━━ ОТРЫВОК ИЗ ДОКУМЕНТА
Осмысливая потом пережитое во время войны, он писал о вроде бы простых, примитивных, хоть и важных нуждах солдатского быта в перерывах между окопами и атаками. А неожиданная концовка говорила о самом главном:
Что надобно солдату?
Натопленную хату,
Картошки котелок,
За печкой уголок.
И утром этот рай
Навеки покидая,
Услышать, как ему
Хозяйка молодая
Прошепчет, провожая:
– Солдат, не умирай!
В жизни и судьбе Самойлова и всего его поколения четыре военных года оставили неизгладимый след. Из каждых ста в этом поколении смертников погибло 97, вернулись только трое, чтобы договорить за тех, кто уже ничего не сможет сказать. Через 20 лет, в начале 60-х, Самойлов написал стихи, которые смогли быть опубликованными только в 1990 году:
Если вычеркнуть войну,
Что останется – не густо:
Небогатое искусство
Бередить свою вину.
━━━━
━━ БЛОК ДАННЫХ
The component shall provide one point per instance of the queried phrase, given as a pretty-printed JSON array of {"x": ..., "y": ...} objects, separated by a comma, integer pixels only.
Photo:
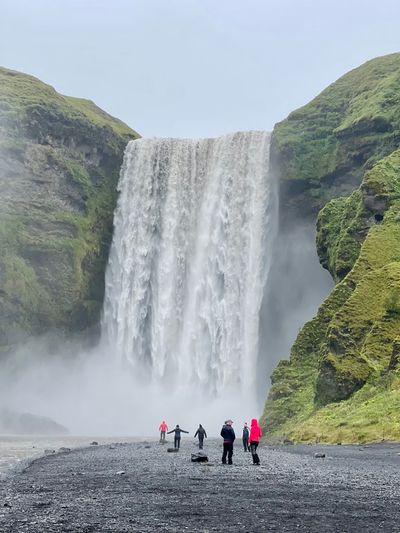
━━━━
(ЧТО НУЖНО СДЕЛАТЬ):
**a.** Судя по отрывку о Самойлове, в каком году удалось опубликовать стихи, которые он написал в начале 60-х?
**b.** Перепишите из отрывка о Самойлове фрагмент от «Осмысливая потом пережитое» до «За печкой уголок.» без изменений.
**c.** Отрывок о Самойлове содержит стихотворение. Назовите всё, что перечислено в нем в ответ на вопрос «Что надобно солдату?» до слов «И утром этот рай».

(РЕШЕНИЯ ЗАДАЧ):
**a.** В 1990 году.

**b.**
Осмысливая потом пережитое во время войны, он писал о вроде бы простых, примитивных, хоть и важных нуждах солдатского быта в перерывах между окопами и атаками. А неожиданная концовка говорила о самом главном:
Что надобно солдату?
Натопленную хату,
Картошки котелок,
За печкой уголок.

**c.** Натопленная хата; котелок картошки; уголок за печкой.